[Start of Attachment]
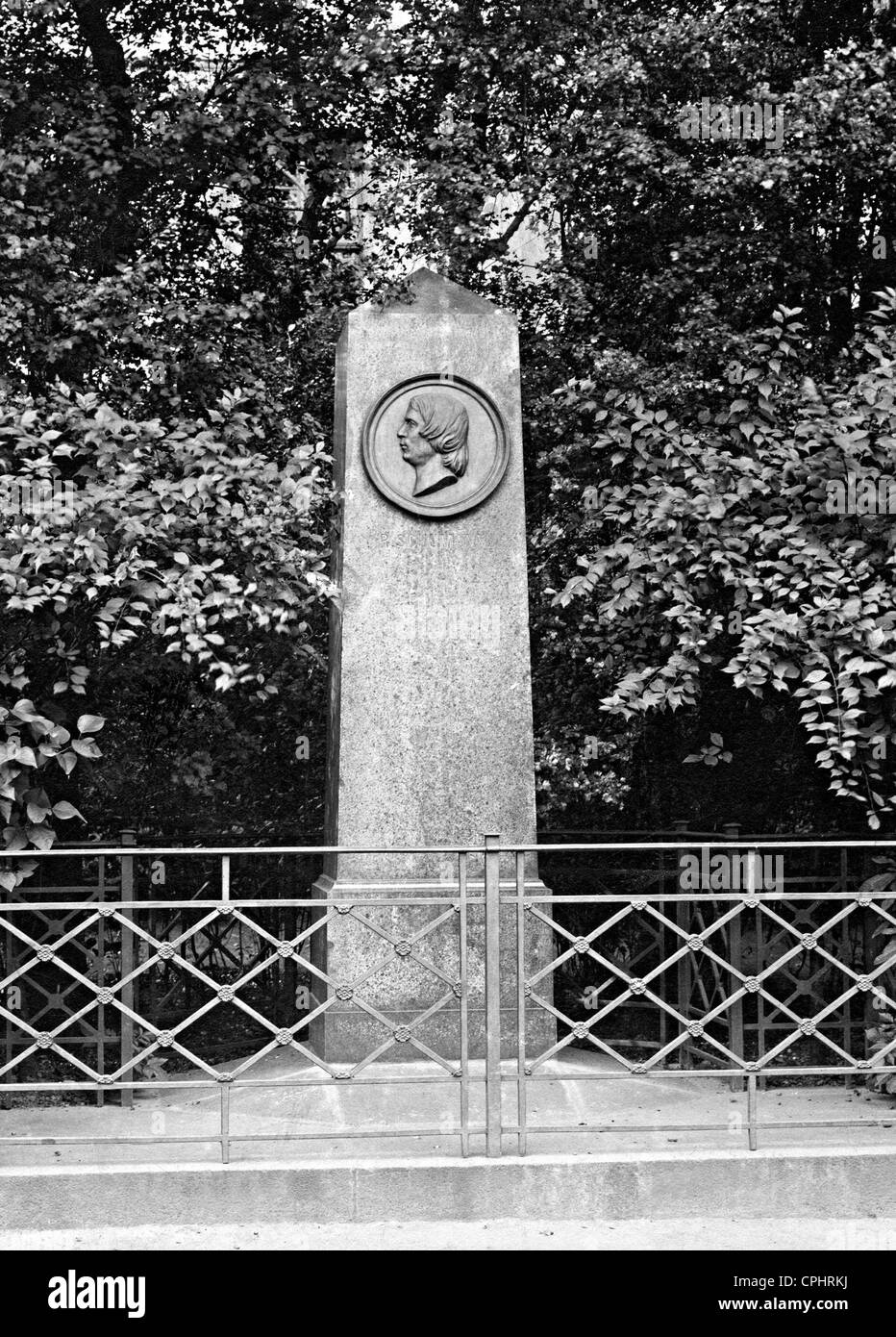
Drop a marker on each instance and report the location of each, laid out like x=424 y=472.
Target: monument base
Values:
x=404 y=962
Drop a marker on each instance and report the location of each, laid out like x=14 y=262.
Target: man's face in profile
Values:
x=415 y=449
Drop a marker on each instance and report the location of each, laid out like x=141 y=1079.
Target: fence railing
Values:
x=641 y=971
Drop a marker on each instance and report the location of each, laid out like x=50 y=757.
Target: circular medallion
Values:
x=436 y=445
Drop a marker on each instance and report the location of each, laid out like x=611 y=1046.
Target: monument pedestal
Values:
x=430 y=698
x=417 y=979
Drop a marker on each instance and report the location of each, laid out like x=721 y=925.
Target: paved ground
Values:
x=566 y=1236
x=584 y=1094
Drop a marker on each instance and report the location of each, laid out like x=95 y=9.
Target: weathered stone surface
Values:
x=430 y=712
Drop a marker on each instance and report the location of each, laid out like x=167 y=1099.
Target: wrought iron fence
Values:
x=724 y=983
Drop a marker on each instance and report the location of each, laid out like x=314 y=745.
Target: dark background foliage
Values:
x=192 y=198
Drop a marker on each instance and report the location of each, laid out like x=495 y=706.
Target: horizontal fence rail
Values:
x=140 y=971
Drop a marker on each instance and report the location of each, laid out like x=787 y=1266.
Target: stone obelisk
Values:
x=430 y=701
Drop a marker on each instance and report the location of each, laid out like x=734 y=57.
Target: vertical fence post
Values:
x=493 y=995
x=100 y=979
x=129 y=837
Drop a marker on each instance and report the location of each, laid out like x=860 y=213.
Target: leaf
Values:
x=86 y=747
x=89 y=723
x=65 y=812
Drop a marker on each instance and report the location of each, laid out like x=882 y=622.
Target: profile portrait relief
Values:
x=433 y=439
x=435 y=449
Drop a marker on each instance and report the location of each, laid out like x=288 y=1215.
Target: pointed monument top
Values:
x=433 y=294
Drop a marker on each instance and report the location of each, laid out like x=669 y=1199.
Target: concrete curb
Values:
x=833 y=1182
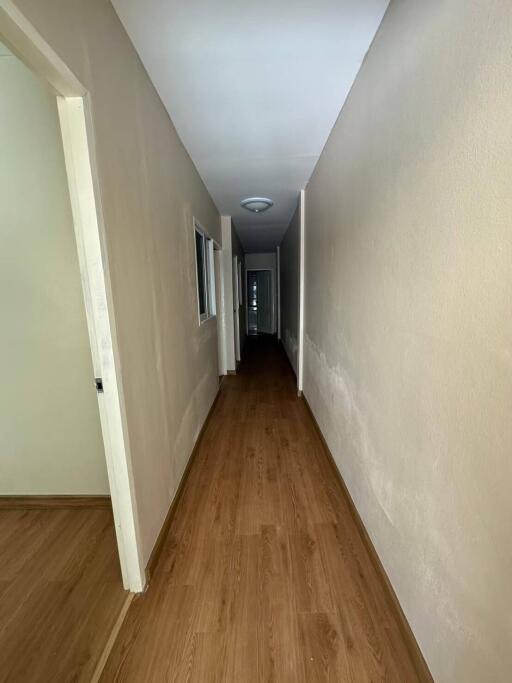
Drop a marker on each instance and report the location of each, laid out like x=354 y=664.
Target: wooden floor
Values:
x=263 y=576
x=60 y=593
[End of Attachment]
TASK TO CARRY OUT — From the records above, copy every line that holds the word "monument".

WORKED SOLUTION —
Target: monument base
Target: monument pedestal
Target: pointed monument top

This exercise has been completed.